━━━ Given information ━━━

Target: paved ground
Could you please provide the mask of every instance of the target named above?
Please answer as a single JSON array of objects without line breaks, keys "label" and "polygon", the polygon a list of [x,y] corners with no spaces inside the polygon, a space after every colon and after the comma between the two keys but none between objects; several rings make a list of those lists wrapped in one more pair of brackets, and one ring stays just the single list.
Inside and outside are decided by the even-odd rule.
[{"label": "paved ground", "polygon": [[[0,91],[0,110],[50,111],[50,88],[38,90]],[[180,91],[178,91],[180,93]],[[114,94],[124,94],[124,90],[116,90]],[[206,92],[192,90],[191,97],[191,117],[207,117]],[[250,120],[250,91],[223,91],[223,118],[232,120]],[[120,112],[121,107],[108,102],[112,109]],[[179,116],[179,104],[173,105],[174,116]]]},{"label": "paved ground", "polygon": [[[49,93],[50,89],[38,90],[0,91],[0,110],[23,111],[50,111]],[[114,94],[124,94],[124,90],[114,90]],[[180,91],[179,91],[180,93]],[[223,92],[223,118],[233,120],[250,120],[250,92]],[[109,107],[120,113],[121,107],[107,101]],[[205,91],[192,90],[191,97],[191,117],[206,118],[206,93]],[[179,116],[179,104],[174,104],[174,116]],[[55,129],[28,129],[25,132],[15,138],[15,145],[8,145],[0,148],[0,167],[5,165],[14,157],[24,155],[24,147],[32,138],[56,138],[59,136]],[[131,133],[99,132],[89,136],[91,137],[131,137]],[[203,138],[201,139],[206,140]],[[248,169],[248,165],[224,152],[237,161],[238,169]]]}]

━━━

» Task prompt:
Copy the rows above word for word.

» Answer in full:
Target: paved ground
Could you please provide the mask of every instance of the target named above?
Please answer as a single JSON array of objects without line breaks, keys "label" and "polygon", the polygon a list of [x,y] corners with no spaces inside the polygon, a space after every colon and after the comma between the two keys but none between objects; several rings make a list of those lists wrapped in one more pair of brackets, and one ring stays just the single list.
Inside and outside are decided by the even-odd rule.
[{"label": "paved ground", "polygon": [[[0,91],[0,110],[50,111],[50,88],[38,90]],[[180,91],[178,91],[180,93]],[[114,94],[124,94],[124,90],[116,90]],[[206,92],[192,90],[191,97],[191,117],[207,117]],[[250,120],[250,91],[223,91],[223,118],[232,120]],[[120,112],[121,107],[108,102],[112,109]],[[179,116],[179,104],[173,105],[174,116]]]},{"label": "paved ground", "polygon": [[[49,93],[50,89],[38,90],[0,91],[0,110],[23,111],[50,111]],[[114,94],[124,94],[124,90],[114,90]],[[180,91],[179,91],[180,93]],[[223,92],[223,118],[233,120],[250,120],[250,92]],[[109,107],[120,113],[121,107],[107,101]],[[205,91],[192,90],[191,97],[191,117],[206,118],[206,93]],[[179,116],[179,104],[174,104],[174,116]],[[55,129],[28,129],[25,132],[15,138],[15,145],[8,145],[0,148],[0,167],[5,165],[14,157],[24,155],[24,147],[32,138],[56,138],[59,136]],[[131,133],[99,132],[89,136],[91,137],[131,137]],[[203,138],[201,139],[206,140]],[[248,169],[248,165],[224,152],[237,161],[238,169]]]}]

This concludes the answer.